## Exercise description:
A verbatim repetition of the data below is requested, without images.

** Opening Data records block **

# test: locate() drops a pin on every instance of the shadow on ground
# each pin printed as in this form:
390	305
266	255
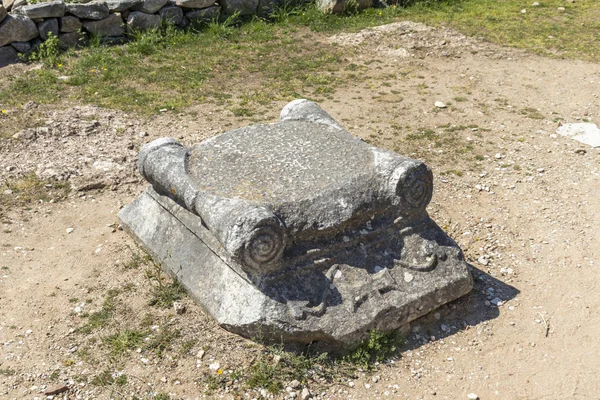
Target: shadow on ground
482	304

** Closing Data records block **

## Output for this task:
# test: locate() drops a pin on every instance of the shadow on ground
# each pin printed as in this form:
390	305
266	255
Target: shadow on ground
482	304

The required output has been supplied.